▶ WRITTEN TASK
Select each line of the records below that contains the string "spoon" and copy it in full, counting a line only when the letters match in case.

▶ SUPPLIED DATA
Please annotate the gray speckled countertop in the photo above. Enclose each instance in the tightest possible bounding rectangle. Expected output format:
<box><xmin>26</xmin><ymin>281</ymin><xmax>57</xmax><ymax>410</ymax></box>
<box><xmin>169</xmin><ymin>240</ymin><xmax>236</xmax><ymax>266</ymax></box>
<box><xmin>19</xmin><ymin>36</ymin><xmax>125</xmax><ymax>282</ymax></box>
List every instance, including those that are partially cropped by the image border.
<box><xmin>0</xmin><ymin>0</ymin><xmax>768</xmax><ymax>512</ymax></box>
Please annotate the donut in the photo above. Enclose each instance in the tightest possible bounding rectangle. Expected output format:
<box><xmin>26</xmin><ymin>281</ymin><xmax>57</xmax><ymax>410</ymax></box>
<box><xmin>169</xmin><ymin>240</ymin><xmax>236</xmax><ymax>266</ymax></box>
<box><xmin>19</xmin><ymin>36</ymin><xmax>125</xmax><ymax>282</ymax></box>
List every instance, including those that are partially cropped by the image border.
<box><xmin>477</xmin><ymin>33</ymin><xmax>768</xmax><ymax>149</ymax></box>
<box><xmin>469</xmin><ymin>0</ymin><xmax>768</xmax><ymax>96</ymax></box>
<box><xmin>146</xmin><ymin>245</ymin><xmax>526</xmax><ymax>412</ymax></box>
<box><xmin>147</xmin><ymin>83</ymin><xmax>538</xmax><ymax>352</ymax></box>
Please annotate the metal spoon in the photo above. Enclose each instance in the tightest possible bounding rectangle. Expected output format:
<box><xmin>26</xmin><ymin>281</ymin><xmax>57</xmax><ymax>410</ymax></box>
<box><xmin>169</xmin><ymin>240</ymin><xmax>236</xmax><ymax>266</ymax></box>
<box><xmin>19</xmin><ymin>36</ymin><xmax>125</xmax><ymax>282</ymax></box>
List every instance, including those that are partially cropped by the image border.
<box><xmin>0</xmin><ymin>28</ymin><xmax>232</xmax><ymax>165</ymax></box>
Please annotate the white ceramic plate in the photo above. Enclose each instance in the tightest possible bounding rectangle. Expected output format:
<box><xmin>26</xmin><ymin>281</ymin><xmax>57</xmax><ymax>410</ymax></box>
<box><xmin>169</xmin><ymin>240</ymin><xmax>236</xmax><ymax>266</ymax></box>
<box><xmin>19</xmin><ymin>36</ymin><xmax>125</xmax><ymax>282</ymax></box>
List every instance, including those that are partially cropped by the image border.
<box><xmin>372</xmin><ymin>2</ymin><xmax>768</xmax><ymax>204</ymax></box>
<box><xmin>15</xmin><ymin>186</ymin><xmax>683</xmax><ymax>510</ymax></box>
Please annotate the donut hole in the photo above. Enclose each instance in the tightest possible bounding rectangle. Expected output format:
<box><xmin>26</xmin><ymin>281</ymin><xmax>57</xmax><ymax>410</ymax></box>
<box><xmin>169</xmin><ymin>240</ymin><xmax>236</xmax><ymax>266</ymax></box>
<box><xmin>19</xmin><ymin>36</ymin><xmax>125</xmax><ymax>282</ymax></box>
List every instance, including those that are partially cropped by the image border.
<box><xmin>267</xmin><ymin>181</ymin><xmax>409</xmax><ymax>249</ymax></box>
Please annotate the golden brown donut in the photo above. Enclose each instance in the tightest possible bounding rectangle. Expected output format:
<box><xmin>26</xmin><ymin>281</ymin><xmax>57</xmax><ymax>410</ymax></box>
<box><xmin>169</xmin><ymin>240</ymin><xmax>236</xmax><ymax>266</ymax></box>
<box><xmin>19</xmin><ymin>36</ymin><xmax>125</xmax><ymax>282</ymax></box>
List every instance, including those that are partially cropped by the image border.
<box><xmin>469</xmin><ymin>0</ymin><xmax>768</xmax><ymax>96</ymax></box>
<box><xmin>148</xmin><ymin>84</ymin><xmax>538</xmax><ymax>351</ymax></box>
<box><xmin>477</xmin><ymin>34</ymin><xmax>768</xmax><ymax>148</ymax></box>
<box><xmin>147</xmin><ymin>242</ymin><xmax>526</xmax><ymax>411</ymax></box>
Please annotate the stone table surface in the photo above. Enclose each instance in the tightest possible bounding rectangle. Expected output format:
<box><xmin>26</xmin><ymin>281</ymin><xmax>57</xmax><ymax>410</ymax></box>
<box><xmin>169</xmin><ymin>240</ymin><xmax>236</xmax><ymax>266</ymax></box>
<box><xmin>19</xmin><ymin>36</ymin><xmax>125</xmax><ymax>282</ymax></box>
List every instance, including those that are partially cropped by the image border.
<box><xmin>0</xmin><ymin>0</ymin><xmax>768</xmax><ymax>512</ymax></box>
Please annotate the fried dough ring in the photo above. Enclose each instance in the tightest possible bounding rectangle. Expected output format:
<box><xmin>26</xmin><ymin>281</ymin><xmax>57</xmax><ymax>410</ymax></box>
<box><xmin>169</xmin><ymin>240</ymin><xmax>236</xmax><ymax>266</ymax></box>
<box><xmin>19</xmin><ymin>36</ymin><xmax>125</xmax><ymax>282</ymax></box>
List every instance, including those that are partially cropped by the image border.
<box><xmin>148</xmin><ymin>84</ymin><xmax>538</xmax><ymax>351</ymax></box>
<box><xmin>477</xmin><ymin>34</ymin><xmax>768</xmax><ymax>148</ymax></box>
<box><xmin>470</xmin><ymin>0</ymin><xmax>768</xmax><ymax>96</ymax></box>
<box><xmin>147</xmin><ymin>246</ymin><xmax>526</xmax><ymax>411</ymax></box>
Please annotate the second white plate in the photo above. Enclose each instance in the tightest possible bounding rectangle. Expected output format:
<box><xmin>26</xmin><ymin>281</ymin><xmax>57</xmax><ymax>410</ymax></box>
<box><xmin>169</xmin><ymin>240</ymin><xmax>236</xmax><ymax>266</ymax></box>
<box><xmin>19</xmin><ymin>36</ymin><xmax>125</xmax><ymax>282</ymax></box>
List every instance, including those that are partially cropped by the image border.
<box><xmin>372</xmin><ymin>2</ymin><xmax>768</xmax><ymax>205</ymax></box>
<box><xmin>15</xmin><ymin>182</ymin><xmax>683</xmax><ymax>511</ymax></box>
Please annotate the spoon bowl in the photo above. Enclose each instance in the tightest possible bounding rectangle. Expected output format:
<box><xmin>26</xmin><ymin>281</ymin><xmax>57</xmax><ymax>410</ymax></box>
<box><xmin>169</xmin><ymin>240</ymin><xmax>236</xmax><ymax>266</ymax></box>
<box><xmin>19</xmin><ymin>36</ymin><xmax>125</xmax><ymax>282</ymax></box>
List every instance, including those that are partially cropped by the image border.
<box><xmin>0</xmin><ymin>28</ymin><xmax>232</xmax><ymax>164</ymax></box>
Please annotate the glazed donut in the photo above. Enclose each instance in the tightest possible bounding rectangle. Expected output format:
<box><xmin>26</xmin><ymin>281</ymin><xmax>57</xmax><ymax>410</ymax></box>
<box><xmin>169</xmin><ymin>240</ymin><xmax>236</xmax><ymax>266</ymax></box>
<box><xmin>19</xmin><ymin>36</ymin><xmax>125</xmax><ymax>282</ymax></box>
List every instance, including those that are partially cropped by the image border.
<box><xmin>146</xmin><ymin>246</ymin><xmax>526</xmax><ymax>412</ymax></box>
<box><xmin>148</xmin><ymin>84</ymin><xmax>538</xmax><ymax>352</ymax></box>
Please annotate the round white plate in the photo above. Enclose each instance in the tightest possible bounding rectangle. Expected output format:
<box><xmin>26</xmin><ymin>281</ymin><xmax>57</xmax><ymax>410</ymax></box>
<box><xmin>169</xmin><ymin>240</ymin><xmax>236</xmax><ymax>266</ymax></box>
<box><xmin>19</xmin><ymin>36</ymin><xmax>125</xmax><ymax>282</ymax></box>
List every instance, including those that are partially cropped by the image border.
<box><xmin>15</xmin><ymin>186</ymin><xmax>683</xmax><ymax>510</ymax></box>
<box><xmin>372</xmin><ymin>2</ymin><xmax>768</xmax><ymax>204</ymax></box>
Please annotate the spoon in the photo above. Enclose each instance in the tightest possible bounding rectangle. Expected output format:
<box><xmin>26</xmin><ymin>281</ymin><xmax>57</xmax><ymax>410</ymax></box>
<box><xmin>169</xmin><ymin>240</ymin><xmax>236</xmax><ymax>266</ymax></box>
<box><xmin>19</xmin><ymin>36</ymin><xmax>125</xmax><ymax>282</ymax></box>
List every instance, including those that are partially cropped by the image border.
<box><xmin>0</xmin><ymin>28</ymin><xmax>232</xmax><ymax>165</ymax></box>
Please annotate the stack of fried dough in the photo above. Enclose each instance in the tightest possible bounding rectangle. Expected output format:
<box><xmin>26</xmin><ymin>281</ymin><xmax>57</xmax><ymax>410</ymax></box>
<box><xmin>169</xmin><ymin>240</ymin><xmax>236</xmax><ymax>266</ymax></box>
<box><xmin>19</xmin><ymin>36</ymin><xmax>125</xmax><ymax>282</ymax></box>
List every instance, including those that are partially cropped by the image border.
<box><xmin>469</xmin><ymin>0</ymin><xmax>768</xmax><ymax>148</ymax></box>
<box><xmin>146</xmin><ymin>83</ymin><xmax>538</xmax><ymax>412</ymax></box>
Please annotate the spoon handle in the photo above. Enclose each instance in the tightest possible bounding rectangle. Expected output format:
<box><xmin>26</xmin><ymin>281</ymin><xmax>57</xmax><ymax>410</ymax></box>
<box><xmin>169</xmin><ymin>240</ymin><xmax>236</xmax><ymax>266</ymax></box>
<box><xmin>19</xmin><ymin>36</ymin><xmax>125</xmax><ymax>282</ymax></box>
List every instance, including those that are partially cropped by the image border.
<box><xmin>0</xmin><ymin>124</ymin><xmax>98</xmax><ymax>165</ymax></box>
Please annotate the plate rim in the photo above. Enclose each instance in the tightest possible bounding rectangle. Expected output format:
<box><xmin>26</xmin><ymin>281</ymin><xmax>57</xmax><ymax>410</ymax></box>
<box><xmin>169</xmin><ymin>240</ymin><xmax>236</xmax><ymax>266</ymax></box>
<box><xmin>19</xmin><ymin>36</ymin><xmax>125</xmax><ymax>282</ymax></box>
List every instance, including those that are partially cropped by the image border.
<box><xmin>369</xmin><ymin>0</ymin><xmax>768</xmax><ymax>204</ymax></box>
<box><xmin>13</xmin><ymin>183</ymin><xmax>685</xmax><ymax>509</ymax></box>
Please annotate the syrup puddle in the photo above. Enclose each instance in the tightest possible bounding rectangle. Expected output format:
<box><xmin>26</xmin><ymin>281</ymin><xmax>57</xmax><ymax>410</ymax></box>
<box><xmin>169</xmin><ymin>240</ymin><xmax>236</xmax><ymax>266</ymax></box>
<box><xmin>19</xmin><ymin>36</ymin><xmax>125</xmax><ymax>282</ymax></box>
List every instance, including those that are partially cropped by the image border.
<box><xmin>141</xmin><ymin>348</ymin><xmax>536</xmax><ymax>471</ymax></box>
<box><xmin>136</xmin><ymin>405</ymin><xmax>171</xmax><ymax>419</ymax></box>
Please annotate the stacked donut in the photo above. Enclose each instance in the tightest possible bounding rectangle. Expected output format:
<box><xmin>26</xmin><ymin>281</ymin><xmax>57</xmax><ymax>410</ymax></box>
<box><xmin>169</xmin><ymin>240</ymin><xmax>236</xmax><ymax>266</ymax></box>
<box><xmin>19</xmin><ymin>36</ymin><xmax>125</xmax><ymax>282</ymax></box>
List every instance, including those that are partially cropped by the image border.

▶ TASK ANSWER
Please annotate the metal spoon in the photo above. Enclose each instance in the tightest possible bounding rectangle. Expected output format:
Please annotate the spoon bowl in the photo above. Enclose each instance in the tightest possible bounding rectangle. Expected output format:
Please annotate the spoon in the photo above. Enclose each instance in the tightest possible bounding rectangle. Expected output format:
Please annotate the spoon handle in the photo above. Enclose each instance in the tightest possible bounding rectangle. Expected output format:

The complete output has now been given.